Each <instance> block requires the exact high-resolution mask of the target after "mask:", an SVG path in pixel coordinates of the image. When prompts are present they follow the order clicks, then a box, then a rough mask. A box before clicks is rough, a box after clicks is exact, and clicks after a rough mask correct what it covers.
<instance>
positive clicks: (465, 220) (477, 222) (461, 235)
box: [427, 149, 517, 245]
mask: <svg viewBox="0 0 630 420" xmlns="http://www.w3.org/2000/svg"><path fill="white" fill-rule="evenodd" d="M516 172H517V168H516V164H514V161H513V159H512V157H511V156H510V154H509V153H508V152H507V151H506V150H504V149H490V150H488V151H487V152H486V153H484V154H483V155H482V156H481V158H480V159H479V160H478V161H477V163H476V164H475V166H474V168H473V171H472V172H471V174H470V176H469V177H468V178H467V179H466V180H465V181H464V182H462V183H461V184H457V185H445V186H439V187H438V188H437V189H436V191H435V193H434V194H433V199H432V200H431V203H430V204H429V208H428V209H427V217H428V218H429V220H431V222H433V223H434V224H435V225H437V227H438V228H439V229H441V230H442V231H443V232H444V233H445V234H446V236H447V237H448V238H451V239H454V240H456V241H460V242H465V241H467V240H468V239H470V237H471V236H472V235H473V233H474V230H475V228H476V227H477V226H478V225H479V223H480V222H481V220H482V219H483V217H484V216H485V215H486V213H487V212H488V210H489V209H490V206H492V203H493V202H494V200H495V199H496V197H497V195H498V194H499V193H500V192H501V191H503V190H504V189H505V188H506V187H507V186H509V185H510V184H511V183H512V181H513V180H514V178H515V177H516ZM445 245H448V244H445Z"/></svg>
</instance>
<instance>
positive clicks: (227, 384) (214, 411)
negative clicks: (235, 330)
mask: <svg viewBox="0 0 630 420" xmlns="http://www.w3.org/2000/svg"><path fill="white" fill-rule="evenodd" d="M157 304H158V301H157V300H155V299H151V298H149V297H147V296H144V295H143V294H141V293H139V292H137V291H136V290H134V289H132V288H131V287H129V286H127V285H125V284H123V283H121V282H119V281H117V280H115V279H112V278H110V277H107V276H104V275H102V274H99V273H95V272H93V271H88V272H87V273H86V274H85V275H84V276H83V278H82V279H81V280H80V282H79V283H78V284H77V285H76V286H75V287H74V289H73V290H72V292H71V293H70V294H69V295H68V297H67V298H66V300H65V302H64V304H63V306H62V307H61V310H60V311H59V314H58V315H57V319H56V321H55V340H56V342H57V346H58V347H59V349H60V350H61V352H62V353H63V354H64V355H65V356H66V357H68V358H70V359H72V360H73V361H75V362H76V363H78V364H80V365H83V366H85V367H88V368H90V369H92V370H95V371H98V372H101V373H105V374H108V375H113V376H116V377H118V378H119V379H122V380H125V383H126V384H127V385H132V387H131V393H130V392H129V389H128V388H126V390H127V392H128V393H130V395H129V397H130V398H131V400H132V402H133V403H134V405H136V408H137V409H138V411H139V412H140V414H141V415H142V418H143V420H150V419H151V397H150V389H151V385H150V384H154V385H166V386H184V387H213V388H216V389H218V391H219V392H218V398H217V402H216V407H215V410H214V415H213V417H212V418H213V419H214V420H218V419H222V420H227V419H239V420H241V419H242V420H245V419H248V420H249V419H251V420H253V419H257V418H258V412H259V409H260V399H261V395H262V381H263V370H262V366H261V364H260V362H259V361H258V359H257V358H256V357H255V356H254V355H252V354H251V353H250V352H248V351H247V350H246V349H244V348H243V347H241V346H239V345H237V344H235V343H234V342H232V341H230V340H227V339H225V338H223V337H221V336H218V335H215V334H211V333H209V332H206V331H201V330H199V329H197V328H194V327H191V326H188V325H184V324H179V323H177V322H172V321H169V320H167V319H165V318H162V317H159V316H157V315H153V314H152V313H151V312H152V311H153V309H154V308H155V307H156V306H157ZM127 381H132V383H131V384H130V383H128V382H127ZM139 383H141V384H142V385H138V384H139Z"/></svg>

**TASK OBJECTIVE**
Repeat word for word every line from the start of the entries to the line holding "positive clicks: (465, 220)", inclusive, and nothing else.

**YOUR SOLUTION**
Each <instance> block requires the exact high-resolution mask of the target after "mask:", an SVG path in pixel coordinates of the image. When prompts are present they follow the order clicks, then a box, then a rough mask. A box before clicks is rough, a box after clicks is exact, and clicks after a rough mask correct what it covers.
<instance>
positive clicks: (465, 220) (477, 222) (461, 235)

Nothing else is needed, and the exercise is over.